_What this task involves_
Should the word "board" occur in a line of the records, copy that line.

****************************************

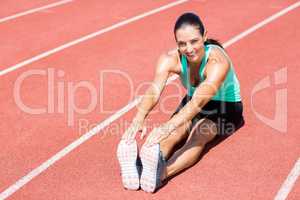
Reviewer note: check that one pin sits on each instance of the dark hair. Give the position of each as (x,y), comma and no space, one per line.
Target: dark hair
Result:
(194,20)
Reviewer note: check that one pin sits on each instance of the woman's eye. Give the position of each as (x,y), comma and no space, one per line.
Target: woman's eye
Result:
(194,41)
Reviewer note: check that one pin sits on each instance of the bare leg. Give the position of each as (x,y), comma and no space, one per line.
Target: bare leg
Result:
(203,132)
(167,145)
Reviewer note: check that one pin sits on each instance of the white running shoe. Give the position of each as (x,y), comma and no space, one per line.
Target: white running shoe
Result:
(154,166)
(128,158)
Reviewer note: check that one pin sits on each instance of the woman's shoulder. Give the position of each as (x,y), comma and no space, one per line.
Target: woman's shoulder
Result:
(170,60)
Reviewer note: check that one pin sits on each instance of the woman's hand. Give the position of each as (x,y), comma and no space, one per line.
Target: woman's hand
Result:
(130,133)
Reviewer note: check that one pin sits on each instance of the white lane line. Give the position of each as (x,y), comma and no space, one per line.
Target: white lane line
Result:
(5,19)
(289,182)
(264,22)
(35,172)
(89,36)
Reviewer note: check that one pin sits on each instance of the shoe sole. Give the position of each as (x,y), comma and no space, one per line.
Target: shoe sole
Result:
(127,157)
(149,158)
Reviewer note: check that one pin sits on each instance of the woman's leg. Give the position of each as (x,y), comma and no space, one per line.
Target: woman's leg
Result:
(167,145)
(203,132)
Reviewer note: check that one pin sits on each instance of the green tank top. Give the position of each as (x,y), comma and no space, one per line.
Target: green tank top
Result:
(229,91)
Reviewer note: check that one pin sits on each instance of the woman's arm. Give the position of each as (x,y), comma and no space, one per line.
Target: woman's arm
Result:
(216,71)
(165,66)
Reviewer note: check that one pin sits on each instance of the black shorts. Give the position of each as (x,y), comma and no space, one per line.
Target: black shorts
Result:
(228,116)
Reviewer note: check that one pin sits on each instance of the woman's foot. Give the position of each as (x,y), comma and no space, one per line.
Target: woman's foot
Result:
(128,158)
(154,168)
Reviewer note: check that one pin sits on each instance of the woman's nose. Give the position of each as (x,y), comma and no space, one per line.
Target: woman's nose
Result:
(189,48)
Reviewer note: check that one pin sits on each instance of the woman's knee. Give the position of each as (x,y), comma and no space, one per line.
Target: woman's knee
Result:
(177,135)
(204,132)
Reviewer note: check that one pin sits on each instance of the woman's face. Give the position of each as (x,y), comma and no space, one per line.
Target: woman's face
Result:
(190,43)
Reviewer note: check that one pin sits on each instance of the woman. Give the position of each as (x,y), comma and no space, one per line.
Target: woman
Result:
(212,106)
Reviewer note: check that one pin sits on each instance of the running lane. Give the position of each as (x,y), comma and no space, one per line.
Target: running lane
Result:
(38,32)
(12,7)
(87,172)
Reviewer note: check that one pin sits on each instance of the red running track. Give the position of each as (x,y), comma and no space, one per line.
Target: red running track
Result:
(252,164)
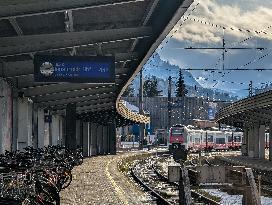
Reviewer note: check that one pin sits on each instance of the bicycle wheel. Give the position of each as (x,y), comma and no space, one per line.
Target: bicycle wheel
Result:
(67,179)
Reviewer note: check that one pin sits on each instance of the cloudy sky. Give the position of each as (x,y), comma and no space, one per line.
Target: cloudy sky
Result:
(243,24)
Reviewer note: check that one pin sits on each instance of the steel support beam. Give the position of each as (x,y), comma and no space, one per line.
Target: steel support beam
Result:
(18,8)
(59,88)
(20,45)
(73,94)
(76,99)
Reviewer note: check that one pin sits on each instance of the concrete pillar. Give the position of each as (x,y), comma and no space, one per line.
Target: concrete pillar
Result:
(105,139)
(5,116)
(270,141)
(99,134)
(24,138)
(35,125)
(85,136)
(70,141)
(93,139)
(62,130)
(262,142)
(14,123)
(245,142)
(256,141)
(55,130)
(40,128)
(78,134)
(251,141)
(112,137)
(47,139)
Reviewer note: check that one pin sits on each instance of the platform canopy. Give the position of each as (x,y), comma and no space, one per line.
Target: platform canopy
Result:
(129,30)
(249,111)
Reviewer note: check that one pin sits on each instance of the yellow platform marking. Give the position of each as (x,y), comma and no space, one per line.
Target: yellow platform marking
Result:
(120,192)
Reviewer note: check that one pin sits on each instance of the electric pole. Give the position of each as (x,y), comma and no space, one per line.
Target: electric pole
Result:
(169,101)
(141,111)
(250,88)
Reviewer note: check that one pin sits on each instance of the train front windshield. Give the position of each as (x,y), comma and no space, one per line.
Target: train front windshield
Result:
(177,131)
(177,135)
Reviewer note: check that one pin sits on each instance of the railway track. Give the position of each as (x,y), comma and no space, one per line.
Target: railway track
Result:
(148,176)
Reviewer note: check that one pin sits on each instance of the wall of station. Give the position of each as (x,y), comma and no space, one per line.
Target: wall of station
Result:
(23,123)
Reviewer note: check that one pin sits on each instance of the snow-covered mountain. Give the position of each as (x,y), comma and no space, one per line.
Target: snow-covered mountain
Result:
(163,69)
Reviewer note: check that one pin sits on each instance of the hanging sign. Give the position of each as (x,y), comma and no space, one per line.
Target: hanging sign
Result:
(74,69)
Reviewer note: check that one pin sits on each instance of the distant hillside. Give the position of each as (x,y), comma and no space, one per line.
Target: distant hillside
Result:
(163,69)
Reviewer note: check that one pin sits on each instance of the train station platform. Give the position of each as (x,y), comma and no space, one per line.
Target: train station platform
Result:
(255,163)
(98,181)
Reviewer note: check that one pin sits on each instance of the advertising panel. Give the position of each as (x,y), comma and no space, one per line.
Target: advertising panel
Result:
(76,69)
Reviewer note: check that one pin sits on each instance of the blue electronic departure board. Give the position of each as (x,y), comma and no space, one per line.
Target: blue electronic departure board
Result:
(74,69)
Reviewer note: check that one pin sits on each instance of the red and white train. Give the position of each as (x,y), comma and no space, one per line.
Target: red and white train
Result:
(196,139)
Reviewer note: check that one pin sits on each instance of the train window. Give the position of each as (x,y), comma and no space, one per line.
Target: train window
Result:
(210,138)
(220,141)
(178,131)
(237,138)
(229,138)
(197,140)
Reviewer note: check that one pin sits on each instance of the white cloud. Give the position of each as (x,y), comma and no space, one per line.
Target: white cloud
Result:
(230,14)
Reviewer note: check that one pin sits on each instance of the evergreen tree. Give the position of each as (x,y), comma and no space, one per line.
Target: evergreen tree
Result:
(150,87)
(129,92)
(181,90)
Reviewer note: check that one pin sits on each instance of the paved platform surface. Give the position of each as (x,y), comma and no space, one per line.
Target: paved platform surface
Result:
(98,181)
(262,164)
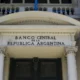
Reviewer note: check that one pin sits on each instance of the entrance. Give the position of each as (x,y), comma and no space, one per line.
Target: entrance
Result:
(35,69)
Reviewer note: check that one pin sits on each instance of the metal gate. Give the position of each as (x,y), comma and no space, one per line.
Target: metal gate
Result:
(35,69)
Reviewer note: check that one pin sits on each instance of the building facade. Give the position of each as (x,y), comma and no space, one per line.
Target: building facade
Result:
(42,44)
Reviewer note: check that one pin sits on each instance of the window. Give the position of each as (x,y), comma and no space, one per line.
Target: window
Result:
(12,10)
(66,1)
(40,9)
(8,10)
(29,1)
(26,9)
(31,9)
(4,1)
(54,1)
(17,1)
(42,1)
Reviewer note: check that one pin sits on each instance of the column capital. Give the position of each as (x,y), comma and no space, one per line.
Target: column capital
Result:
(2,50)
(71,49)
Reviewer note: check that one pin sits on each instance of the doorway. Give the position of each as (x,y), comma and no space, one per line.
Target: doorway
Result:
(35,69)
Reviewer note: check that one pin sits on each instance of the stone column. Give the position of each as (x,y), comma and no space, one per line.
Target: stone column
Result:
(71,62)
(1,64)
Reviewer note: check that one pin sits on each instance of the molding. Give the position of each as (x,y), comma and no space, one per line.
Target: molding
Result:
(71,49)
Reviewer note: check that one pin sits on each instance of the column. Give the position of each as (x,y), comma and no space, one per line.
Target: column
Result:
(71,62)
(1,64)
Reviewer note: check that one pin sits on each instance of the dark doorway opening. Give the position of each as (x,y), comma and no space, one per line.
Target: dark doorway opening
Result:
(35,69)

****************************************

_Solved problem_
Reviewer note: check that one pin sits on each instance of the blue electronic departure board. Give the position of each as (x,y), comma and no space, one per line.
Target: blue electronic departure board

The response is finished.